■ What is required ■
Format every line in the rows below as a numbered list, leaving out blank lines and the pictures.

Segment Start: Stored data

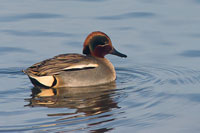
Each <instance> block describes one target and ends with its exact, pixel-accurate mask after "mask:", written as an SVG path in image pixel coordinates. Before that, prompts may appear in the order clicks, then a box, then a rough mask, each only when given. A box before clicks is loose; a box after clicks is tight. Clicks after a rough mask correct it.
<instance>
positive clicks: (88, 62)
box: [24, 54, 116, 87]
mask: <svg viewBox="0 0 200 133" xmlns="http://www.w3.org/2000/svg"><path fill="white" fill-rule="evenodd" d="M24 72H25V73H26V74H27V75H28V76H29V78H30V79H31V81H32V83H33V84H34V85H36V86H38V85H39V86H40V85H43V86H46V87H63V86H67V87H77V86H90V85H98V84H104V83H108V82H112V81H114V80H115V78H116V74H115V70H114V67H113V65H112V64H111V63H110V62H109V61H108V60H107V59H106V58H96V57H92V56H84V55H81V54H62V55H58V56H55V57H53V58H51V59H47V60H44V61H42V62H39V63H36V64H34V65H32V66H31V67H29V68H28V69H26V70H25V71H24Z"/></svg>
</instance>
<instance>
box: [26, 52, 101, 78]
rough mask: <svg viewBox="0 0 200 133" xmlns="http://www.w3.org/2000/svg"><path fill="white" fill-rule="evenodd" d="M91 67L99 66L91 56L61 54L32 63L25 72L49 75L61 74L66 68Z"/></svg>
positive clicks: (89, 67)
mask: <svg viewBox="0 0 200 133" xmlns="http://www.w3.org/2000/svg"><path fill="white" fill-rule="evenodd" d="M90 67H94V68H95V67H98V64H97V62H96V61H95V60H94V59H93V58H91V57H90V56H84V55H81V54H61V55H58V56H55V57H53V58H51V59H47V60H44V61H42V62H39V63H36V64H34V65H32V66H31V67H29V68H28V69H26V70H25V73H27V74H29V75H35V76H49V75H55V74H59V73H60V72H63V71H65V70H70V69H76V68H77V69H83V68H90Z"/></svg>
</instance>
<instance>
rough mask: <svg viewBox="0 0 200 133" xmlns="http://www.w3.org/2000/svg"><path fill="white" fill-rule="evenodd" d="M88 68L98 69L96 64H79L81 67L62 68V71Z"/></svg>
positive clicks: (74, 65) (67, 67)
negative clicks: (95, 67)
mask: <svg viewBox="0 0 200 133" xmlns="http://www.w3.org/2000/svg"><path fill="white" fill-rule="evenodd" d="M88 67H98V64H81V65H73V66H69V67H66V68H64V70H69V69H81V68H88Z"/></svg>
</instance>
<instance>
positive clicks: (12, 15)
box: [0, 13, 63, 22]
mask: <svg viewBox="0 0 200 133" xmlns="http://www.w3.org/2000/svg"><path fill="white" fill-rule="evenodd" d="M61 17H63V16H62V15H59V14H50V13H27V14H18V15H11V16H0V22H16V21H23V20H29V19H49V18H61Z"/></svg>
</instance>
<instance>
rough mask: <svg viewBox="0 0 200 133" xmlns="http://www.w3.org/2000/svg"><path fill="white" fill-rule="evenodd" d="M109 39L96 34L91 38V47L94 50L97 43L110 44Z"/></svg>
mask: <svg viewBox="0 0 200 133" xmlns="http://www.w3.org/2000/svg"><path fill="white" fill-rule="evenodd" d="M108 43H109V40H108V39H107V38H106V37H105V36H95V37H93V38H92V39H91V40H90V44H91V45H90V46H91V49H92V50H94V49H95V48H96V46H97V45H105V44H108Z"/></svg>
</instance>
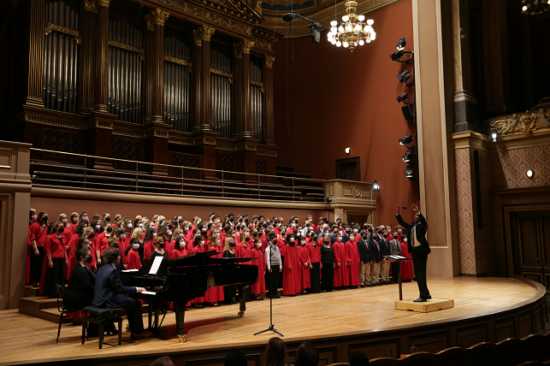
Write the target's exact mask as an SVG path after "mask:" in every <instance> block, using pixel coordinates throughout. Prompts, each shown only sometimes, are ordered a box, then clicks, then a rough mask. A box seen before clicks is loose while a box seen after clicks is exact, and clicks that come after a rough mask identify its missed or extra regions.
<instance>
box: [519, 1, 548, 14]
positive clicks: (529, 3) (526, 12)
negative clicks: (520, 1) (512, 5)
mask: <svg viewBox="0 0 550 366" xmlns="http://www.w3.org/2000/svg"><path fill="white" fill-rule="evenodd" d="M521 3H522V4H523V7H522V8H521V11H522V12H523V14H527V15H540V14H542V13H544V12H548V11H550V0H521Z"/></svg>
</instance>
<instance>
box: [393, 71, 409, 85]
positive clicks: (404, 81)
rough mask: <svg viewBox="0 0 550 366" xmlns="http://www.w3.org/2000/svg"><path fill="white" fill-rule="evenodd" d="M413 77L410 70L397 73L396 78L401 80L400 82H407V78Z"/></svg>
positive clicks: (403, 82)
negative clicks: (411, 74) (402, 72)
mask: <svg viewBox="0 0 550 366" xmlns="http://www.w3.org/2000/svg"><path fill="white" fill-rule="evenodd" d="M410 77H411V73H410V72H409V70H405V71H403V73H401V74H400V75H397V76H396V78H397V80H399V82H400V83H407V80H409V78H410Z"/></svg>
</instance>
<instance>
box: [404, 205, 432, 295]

Segment End: Stored data

■ Solution to the problem ■
1. Each <instance> block describes one target and ends with its exact, pixel-accurate mask after "mask:", written as an SVG path in image pixel coordinates. Before that, prompts may appear in the order clicks, then a box, then a rough mask, each only when given. A box before clicks is loose; a box after clicks is tight. Clicks after a rough mask correct it.
2. <instance>
3. positive clicks: (88, 62)
4. box: [24, 54, 116, 87]
5. mask: <svg viewBox="0 0 200 133" xmlns="http://www.w3.org/2000/svg"><path fill="white" fill-rule="evenodd" d="M24 72H25V73H26V74H27V75H28V76H29V78H30V79H31V81H32V83H33V84H34V85H36V86H38V85H39V86H40V85H43V86H46V87H63V86H67V87H77V86H90V85H98V84H104V83H108V82H112V81H114V80H115V78H116V74H115V70H114V67H113V65H112V64H111V63H110V62H109V61H108V60H107V59H106V58H96V57H92V56H84V55H81V54H62V55H58V56H55V57H53V58H51V59H47V60H44V61H42V62H39V63H36V64H34V65H32V66H31V67H29V68H28V69H26V70H25V71H24Z"/></svg>
6. </instance>
7. <instance>
8. box: [26, 52, 101, 78]
9. rough mask: <svg viewBox="0 0 200 133" xmlns="http://www.w3.org/2000/svg"><path fill="white" fill-rule="evenodd" d="M91 67L99 66L91 56L61 54L32 63L25 72L49 75L61 74L66 68Z"/></svg>
10. positive clicks: (89, 67)
11. mask: <svg viewBox="0 0 200 133" xmlns="http://www.w3.org/2000/svg"><path fill="white" fill-rule="evenodd" d="M90 67H94V68H95V67H98V64H97V62H96V61H95V60H94V59H93V58H91V57H90V56H84V55H81V54H61V55H58V56H55V57H53V58H51V59H47V60H44V61H42V62H39V63H36V64H34V65H32V66H31V67H29V68H28V69H26V70H25V73H27V74H29V75H35V76H49V75H55V74H59V73H60V72H63V71H65V70H70V69H76V68H77V69H83V68H90Z"/></svg>
12. </instance>
13. <instance>
14. rough mask: <svg viewBox="0 0 200 133" xmlns="http://www.w3.org/2000/svg"><path fill="white" fill-rule="evenodd" d="M88 68L98 69L96 64H79L81 67L62 68V71Z"/></svg>
15. positive clicks: (74, 65) (67, 67)
16. negative clicks: (95, 67)
17. mask: <svg viewBox="0 0 200 133" xmlns="http://www.w3.org/2000/svg"><path fill="white" fill-rule="evenodd" d="M88 67H98V64H81V65H73V66H69V67H66V68H64V70H69V69H81V68H88Z"/></svg>
18. </instance>
19. <instance>
20. positive clicks: (12, 15)
21. box: [0, 13, 63, 22]
22. mask: <svg viewBox="0 0 200 133" xmlns="http://www.w3.org/2000/svg"><path fill="white" fill-rule="evenodd" d="M61 17H63V16H62V15H59V14H50V13H27V14H18V15H11V16H0V22H16V21H23V20H29V19H49V18H61Z"/></svg>
23. </instance>
24. <instance>
25. rough mask: <svg viewBox="0 0 200 133" xmlns="http://www.w3.org/2000/svg"><path fill="white" fill-rule="evenodd" d="M109 39L96 34L91 38V47L94 50L97 43L110 44Z"/></svg>
26. mask: <svg viewBox="0 0 200 133" xmlns="http://www.w3.org/2000/svg"><path fill="white" fill-rule="evenodd" d="M108 43H109V40H108V39H107V38H106V37H105V36H95V37H93V38H92V39H91V40H90V44H91V45H90V46H91V49H92V50H94V49H95V48H96V46H97V45H105V44H108Z"/></svg>
27. </instance>
28. Write the target's exact mask as an SVG path after "mask:" in every <instance> block, using pixel coordinates throughout. Prompts, each shown only sometimes, are ordered a box, then clicks, then a rough mask. A box seen before clicks is loose while a box seen after clicks is exact, and clicks that come after a rough mask identify its missed or extra regions.
29. <instance>
30. box: [519, 1, 548, 14]
31. positive clicks: (529, 3) (526, 12)
32. negative clicks: (520, 1) (512, 5)
33. mask: <svg viewBox="0 0 550 366" xmlns="http://www.w3.org/2000/svg"><path fill="white" fill-rule="evenodd" d="M521 3H522V4H523V7H522V8H521V11H522V12H523V14H527V15H540V14H542V13H544V12H548V11H550V0H521Z"/></svg>
34. </instance>
35. <instance>
36. box: [393, 71, 409, 85]
37. positive clicks: (404, 81)
38. rough mask: <svg viewBox="0 0 550 366" xmlns="http://www.w3.org/2000/svg"><path fill="white" fill-rule="evenodd" d="M413 77L410 70L397 73L396 78L401 80L400 82H407V78Z"/></svg>
39. positive clicks: (403, 82)
40. negative clicks: (411, 74) (402, 72)
41. mask: <svg viewBox="0 0 550 366" xmlns="http://www.w3.org/2000/svg"><path fill="white" fill-rule="evenodd" d="M410 77H411V73H410V72H409V70H405V71H403V73H401V74H400V75H397V76H396V78H397V80H399V82H400V83H407V80H409V78H410Z"/></svg>
42. </instance>
43. <instance>
44. box: [404, 205, 432, 295]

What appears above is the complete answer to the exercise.